● **Ziel der Aufgabe**
Nenne bitte den Track, den die Plattenkritik als ersten Höhepunkt bezeichnet.

++++ Bereitgestellter Text ++++

Nach dem veschrobenen Piano-Instrumental Einstieg wusste „Yesterdays Tomorrows“ zu gefallen, gerade der Anfang ließ aber auf eine abermalige Soulplatte schließen. Dem war natürlich nicht so, im tollen Refrain gefiel dann doch das subtile Bläserarrangement wie auch der Flöteneinsatz. „The Flicker Of A little Girl“ ist dann reinster Twee Pop in bester Belle & Sebastian Tradition. „Come Feel The Sun“ in bescheidener Klavier und Cellountermalung ist dann der erste Höhepunkt, Stuart singt zärtlich wie eh und je, sehr bewegend. Auch das nächste Instrumental hat Swing, soult und groovt als wären Tindersticks in den seeligen Stax Tagen hängen geblieben.

Ab „The Other Side“ gibt es dann doch einen leichten Richtungswechsel, weg vom griffigen Ohrwurm, hin zur Melancholie, die kaum einer so beherrscht wie Staples, ohne im Kitsch auszurutschen. Der Titeltrack hebt nochmal das Tempo an und erinnert an „Simple Pleasures“ Zeiten nur in besser. Die oft gelobten letzten Tracken erschrecken erstmal mit der völligen unpassenden Platzgitarre von Fraser zu einem unmelodischen Lamenta.. ja wenn da nicht das Ende wäre, welches aus „Mother Dear“ doch noch einen spannungsgeladenen Track macht. „Boobar“ ist dann wieder allfeinster Pop mit einem unnötigen Call & Response Ende, welches wohl für noch etwas mehr Dramaturgie (als hätten das tindersticks nötig) sorgen soll.

++++ Vorliegende Angaben ++++

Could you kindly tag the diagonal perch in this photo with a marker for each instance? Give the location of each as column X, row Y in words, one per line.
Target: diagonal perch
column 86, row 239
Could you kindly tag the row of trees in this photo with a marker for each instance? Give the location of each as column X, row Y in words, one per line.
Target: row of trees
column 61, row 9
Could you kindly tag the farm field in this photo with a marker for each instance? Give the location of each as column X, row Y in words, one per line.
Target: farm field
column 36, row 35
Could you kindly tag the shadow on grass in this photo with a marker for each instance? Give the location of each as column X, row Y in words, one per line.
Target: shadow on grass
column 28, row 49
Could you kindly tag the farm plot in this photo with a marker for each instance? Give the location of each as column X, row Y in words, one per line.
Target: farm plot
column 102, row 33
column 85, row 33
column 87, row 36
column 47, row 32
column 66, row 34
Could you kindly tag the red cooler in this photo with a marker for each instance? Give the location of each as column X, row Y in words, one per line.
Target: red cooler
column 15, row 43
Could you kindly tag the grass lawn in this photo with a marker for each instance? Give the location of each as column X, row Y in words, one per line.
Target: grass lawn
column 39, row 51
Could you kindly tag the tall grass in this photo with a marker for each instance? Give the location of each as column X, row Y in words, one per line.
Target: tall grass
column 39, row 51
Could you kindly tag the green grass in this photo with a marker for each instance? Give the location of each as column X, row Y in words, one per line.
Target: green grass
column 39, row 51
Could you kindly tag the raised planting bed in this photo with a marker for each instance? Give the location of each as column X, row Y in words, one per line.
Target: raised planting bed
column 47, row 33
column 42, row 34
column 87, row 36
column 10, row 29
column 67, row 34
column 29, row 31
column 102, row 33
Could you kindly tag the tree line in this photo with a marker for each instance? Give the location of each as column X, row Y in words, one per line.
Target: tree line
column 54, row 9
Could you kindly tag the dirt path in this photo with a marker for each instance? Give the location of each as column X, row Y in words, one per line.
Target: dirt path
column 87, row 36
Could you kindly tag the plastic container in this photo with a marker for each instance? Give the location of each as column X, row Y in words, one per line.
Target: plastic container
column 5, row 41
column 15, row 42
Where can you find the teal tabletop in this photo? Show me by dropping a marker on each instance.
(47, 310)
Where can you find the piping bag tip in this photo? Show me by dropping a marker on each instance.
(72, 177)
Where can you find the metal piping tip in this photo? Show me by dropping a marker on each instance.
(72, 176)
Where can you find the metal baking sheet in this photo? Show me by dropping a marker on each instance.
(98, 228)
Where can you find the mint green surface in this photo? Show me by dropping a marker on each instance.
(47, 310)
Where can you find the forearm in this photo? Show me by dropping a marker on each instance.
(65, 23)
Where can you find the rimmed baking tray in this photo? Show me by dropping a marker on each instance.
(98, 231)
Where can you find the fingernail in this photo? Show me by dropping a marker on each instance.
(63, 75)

++++

● **Ergebnis**
„Come Feel The Sun“